TRAVAIL DEMANDÉ:
- A) Les affirmations (i), (ii) et (iii) sont-elles conformes au texte sur l’intelligence artificielle ? Répondez par oui ou par non et citez à l’identique les mots du texte qui tranchent.
(i) Les BATX sont présentés comme les homologues chinois des GAFA.
(ii) La personne interrogée qualifie les GAFA de danger.
(iii) Les États-Unis et la Chine dominent aujourd’hui l’intelligence artificielle.
- B) Rédigez la suite du texte sur l’intelligence artificielle, en reprenant juste après sa dernière phrase.

TEXTE EXTRAIT:
▬▬▬▬▬▬▬▬▬▬
L’occasion pour le pays de ne plus être spectateur, mais acteur… Absolument. Etre acteur, c’est avoir des idées novatrices, avoir des visions pour l’avenir du monde d’aujourd’hui, c’est aussi cette capacité de réunir les gens autour de valeurs de discours porteurs, généreux mais réalistes. C’est les enjeux du débat qui est en train de prendre forme au niveau de l’Unesco et qui a déjà pris forme au niveau international. Je ne voudrai pas que ce débat puisse encore une fois, comme dans le terrain économique, être un débat de puissances mondiales, en l’occurrence les Etats-Unis et la Chine, qui aujourd’hui, justement, dominent l’Intelligence artificielle.
Ce qui nous amène à évoquer la grande concurrence dans l’IA entre les géants numériques américains, les GAFA (Google, Amazon, Facebook, Apple) et leurs homologues chinois, les BATX (Baidu, Alibaba Tencent et Xiaomi). Leurs puissances donnent encore plus d’ampleur à l’urgence des valeurs d’éthiques dans tout ce qui touche à l’IA. Un état des lieux qui semble être négligé en Algérie, comme si le pays n’était pas concerné. Qu’en pensez-vous ? Nous avons un peu cette impression de vivre dans une bulle, alors qu’aujourd’hui, il n’est pas possible de continuer de cette manière. Devant les grandes entités économico-informatiques qui sont en train de faire mainmise sur l’ensemble du monde, et quelque part nous subissons toutes les décisions et tous choix premiers, pris par le Conseil d’administration de telle ou telle entité.
Les GAFA sont-ils un danger pour nous ? Je préfère ne pas parler de danger et aller au-delà de cette atmosphère de paranoïa. C’est quelque chose de tout à fait normal, dans la guerre économique d’aujourd’hui que de vouloir prendre le dessus.
▬▬▬▬▬▬▬▬▬▬
MATÉRIEL FOURNI:

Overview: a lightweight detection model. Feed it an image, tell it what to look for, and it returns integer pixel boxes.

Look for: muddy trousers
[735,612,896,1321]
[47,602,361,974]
▬▬▬▬▬▬▬▬▬▬
RÉPONSES FINALES:
- A)
(i) Oui : « leurs homologues chinois, les BATX (Baidu, Alibaba Tencent et Xiaomi) ».
(ii) Non : « Je préfère ne pas parler de danger ».
(iii) Oui : « les Etats-Unis et la Chine, qui aujourd’hui, justement, dominent l’Intelligence artificielle ».

- B)
Donc, c’est à nous de nous armer ? Je n’utiliserai pas un vocabulaire guerrier, mais je dirai de faire des propositions, de nous positionner. Nous sommes dans une grande partie de jeux d’échecs…
Et nous sommes encore dans une position de spectateur et non de joueur… Malheureusement oui, mais rien ne nous empêche de vouloir jouer dans la cour des grands. Dans les jeux d’échecs, parfois les spectateurs ont des idées beaucoup plus intéressantes que celles des joueurs eux-mêmes. Donc, voilà la « faille ». Nous sommes sur le terrain de l’intelligence et, en attirant les adversaires, bien sûr en toute amabilité, nous nous retrouvons, quelque part, et en utilisant votre terme, à armes égales. Aujourd’hui, l’intelligence artificielle, même si nous sommes en train d’être dépassés en termes de machines, nous avons néanmoins notre propre intelligence, si, bien sûr, nous avions l’occasion de la sublimer ensemble, en tant que société, Etat, intervenants…
Lors des trois premières révolutions industrielles, l’Algérie était sous domination turque et sous le colonialisme français. La quatrième, celle du numérique, le pays est indépendant et aborde cette époque avec un Etat. N’est-ce pas une opportunité à saisir ? Absolument. Nous devons aller vers deux urgences. D’abord, combler, si je puis dire, un tant soit peu ce grand fossé numérique qui est établi entre les pays du Nord et ceux du Sud. C’est une urgence. Mais nous n’allons pas attendre jusqu’à ce que cette faille soit comblée. En parallèle, agissons avec ce que nous disposons, avec l’Unesco dont on est membre à part entière. Voilà un terrain où nous pouvons nous exprimer, proposer et jouer avec l’ensemble du monde en abattant nos propres cartes.
Il n’est pas trop tard ? Il n’est jamais trop tard. Vous savez, il y a un penseur italien du 19e siècle, Antonio Gramsci pour ne pas le nommer, qui disait « il faut opposer au pessimisme de la raison l’optimisme de la volonté». Tout est une question de volonté.
Ahmed BENZELIKHA développe les enjeux de l'intelligence artificielle #IA dans une conférence internationale
« Science sans conscience n’est que ruine de l’âme », écrivait François Rabelais il y a près de cinq siècles. Un « avertissement » d’une actualité criante avec la prolifération des machines et la quatrième révolution industrielle qu’est celle du numérique. Cette dernière possède plusieurs « visages » et le plus perceptible reste l’IA, l’intelligence artificielle, qui est loin d’être restreinte à son aspect technique. Son expansion suscite de nouvelles peurs de par le monde et, évidemment, l’Algérie ne peut en être épargnée.
Une «science sans conscience», c’est ainsi une IA sans éthique. Une situation partout appréhendée et qui a enclenché plusieurs actions et réactions. En Algérie, l’étape est encore au stade des balbutiements, mais la «résistance» s’organise. Des lanceurs d’alertes, certes rares, montent au créneau dans l’espoir d’éclairer et de mettre en avant l’importance de l’éthique dans le monde de l’Intelligence artificielle.
Plan anti «Big Brother»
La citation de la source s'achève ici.